Passage given |
****************

BINOCHE SOBS IN HEADSCARF, VALENTINO STEPS DOWN: VENICE REVIEWS
Review by Farah Nayeri
Bloomberg
Aug 29 2008
Aug. 29 (Bloomberg) — Juliette Binoche has no language problems
acting in the Iranian movie "Shirin." She never opens her mouth.
Binoche is one of 114 silent, headscarf-wearing actresses in Iranian
filmmaker Abbas Kiarostami’s movie, screened at the Venice Film
Festival. The women’s faces are shown one by one as they watch the
filmed adaptation — heard but not seen by us — of the 12th-century
epic poem "Khosrow and Shirin," about the thwarted love of a Persian
king and an Armenian princess.
Binoche, wrapped loosely in a headscarf and looking gaunt in the
grayish light, pops up briefly in the film’s first half hour, gazing
sadly at the screen. When the camera later comes back to her, tears
are streaming down her face.
Other cast members, Iranian and of all ages, also come into
intermittent focus. They smile faintly when the plot gives them
reason to, cringe when the king slays his enemy, and cry when he
marries another woman and leaves Shirin hopelessly alone.
Binoche was absent from the film’s Venice press conference. Asked
about her headscarf, Kiarostami paraphrased her as saying it was
"out of respect for those who choose to wear it, and in sympathy with
those who are obliged to."
How the production was put together is at least as intriguing
as the film itself. The set consisted of four movie- theater
seats. Each actress was told to sit and stare, for five minutes, at
a piece of paper marked with three dots, and conjure up key personal
memories. When all 114 were done emoting, Kiarostami spent six months
putting the pieces together like a puzzle, making their expressions
fit the drama.
"Shirin" is the slowest movie by Kiarostami, who is already known
for plotless musings on cinema. This is his tribute to the filmgoing
public, the fulfillment of a lifelong wish to watch the viewer
watch. The end result is a triumph of form over content, medium
over message. Still, it’s easy to be drawn into the unseen drama
and the musicality of the Persian verse — especially if you speak
Farsi. Rating: **1/2.

****************

Data provided |
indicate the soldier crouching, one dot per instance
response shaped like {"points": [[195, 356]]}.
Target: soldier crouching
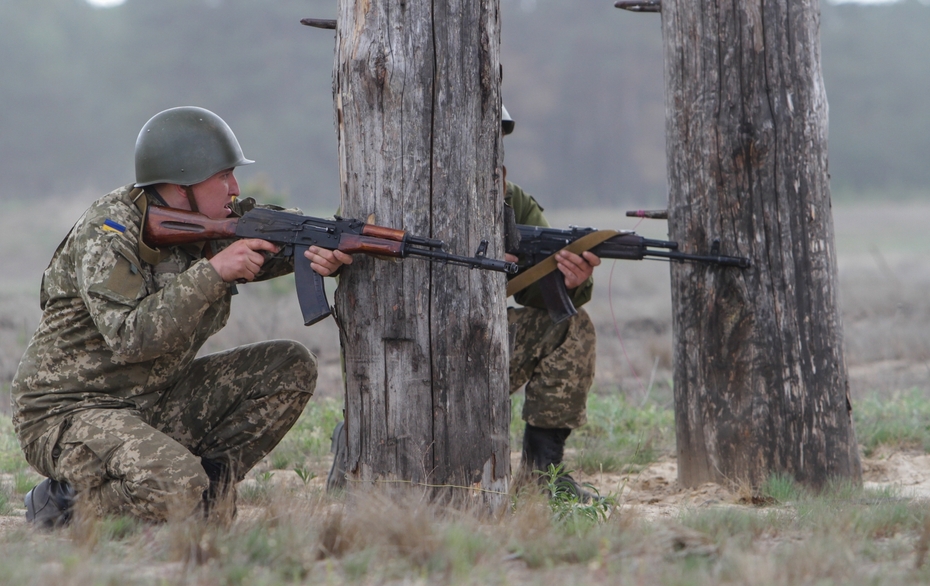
{"points": [[110, 401]]}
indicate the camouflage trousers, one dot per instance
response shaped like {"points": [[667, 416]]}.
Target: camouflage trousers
{"points": [[230, 408], [555, 362]]}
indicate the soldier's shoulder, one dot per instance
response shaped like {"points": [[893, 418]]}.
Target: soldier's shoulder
{"points": [[114, 213]]}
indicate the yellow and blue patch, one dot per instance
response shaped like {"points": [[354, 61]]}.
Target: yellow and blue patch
{"points": [[111, 226]]}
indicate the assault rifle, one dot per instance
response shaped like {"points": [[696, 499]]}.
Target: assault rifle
{"points": [[538, 244], [296, 233]]}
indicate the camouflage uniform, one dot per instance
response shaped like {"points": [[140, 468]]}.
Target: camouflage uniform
{"points": [[554, 361], [110, 397]]}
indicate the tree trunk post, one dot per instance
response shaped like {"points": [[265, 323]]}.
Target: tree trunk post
{"points": [[417, 98], [760, 378]]}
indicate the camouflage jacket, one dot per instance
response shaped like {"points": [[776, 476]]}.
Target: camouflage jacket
{"points": [[115, 330], [528, 212]]}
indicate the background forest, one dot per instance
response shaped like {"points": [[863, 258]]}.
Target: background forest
{"points": [[583, 80]]}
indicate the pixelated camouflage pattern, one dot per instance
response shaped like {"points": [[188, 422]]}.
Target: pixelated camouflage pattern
{"points": [[555, 362], [231, 407], [120, 334]]}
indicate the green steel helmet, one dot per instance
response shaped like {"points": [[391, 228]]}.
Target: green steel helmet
{"points": [[507, 122], [184, 146]]}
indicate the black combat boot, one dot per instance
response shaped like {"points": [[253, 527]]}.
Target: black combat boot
{"points": [[544, 447], [336, 480], [219, 500], [49, 504]]}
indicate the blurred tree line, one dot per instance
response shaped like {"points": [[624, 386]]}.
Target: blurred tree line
{"points": [[582, 79]]}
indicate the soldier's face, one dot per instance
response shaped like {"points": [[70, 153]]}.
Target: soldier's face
{"points": [[214, 195]]}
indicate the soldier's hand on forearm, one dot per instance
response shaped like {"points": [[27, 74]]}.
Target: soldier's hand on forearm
{"points": [[241, 260], [325, 261], [577, 269]]}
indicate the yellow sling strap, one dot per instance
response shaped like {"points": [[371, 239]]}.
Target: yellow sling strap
{"points": [[540, 270]]}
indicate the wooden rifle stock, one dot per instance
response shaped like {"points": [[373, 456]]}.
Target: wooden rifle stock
{"points": [[351, 244], [170, 227]]}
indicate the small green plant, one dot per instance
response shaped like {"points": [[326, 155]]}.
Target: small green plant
{"points": [[256, 493], [280, 460], [5, 507], [898, 421], [781, 488], [305, 474]]}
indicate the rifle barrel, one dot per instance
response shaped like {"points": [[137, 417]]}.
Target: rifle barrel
{"points": [[468, 261], [726, 261]]}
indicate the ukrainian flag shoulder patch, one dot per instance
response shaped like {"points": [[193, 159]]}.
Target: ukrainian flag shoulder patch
{"points": [[111, 226]]}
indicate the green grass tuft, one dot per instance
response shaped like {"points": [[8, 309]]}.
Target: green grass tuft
{"points": [[899, 421]]}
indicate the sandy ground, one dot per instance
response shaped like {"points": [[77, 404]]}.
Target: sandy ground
{"points": [[654, 492]]}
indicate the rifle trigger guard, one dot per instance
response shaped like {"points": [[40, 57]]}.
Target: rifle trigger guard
{"points": [[482, 251]]}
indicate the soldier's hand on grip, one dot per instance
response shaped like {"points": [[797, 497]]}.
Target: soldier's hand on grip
{"points": [[241, 260]]}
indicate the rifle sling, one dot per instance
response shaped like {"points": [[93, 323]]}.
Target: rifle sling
{"points": [[541, 269], [150, 255]]}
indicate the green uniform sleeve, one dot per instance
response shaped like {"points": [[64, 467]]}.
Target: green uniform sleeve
{"points": [[528, 212], [138, 324]]}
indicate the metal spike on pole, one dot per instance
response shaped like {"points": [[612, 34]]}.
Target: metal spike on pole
{"points": [[640, 5], [319, 23]]}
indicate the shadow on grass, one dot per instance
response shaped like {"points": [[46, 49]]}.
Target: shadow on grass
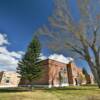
{"points": [[25, 89], [13, 90]]}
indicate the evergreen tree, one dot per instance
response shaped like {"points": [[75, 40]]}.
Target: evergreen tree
{"points": [[28, 67]]}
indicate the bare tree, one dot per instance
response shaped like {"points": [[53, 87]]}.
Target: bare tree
{"points": [[81, 35]]}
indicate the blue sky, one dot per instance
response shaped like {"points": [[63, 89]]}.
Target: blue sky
{"points": [[19, 19]]}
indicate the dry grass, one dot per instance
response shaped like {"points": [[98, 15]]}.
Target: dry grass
{"points": [[68, 93]]}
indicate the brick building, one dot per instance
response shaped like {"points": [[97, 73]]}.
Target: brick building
{"points": [[9, 79], [58, 74]]}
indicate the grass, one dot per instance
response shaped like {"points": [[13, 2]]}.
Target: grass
{"points": [[67, 93]]}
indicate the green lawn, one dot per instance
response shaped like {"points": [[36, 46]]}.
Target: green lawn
{"points": [[68, 93]]}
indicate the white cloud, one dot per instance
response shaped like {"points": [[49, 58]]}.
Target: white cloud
{"points": [[57, 57], [3, 39], [61, 58], [8, 59]]}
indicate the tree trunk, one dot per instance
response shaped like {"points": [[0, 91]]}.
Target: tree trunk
{"points": [[96, 72]]}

****************

Continue the Venice film festival review after its last sentence, in the same style and register.

Answer below |
Valentino
Valentino Garavani was, for close to 50 years, the lone Italian in
Parisian haute couture: a gifted designer who dressed generations
of past and present royals, Hollywood stars, and high-society New
Yorkers in his signature red. His time ended last January when he
produced his final collection and bowed out, allowing the fashion
house’s new shareholders to usher in a thirtysomething substitute.
The story of Valentino’s spectacular rise and voluntary exit is
movingly told in a documentary by Vanity Fair contributor Matt
Tyrnauer, "Valentino: The Last Emperor," screened and well received
at Venice. For two years, Tyrnauer trailed Valentino and his business
partner and companion Giancarlo Giammetti as they bickered daily over
the ins and outs of their fashion empire.
Machine Following
"There was a machine following me everywhere, even when I went to the
toilet," the beige-suited couturier told reporters in Venice after
posing with model Eva Herzigova. "It bothered me, but then I accepted."
The documentary opens in his Rome atelier, where senior seamstresses
fuss over every flare and fold of a luxury fabric, stick pins in
mannequins, and storm off when all is not right. Sitting amidst them
like a king at court is Valentino himself, who has flares put in, then
taken out, then put back in. This, we discover to nostalgia-inducing
waves of Fellini film music, is the secret of his ageless chic.
As the designer unashamedly displays ill temper on camera, snapping at
Giammetti every chance he gets, we follow him around his many homes:
the splendid chateau outside Paris, the villa on Rome’s Via Appia
Antica, the chalet in Gstaad, and the T.M. Blue One, a 46-meter yacht
where Warhol’s portraits of him hang.
Elton John
We watch the pair entertain a guest list that would give any paparazzo
an epileptic fit. Gwyneth Paltrow and Elton John, among others,
arrive to toast them in their twilight moment at a magnificent party
in the chateau.
There are plenty of funny moments, starting, of course, with the
spats. "You look a little too tan," Giammetti warns the leather-faced
Valentino in a chauffeur-driven limo. When Valentino poses with his
pugs and boasts of how good they are during photo shoots, one roams
off to urinate on the parquet.
Capitalism soon sends tremors through their empire, forcing them
to sell bigger and bigger slices. Valentino and Giammetti fight to
the last, then give up, organizing a series of farewell bashes in
spectacular European settings.
First-time director Tyrnauer’s documentary lacks the finish of
others recently screened on Mike Tyson or Marlon Brando. What he
does convey is the touching relationship between the designer and his
silver-haired, behind-the-scenes guy, whose role is only now becoming
publicly known.
Giammetti himself puts it best. "To be with Valentino as a friend,
a lover, or an employee is a bit the same," he sighs. "You need a
lot of patience." Rating: ***.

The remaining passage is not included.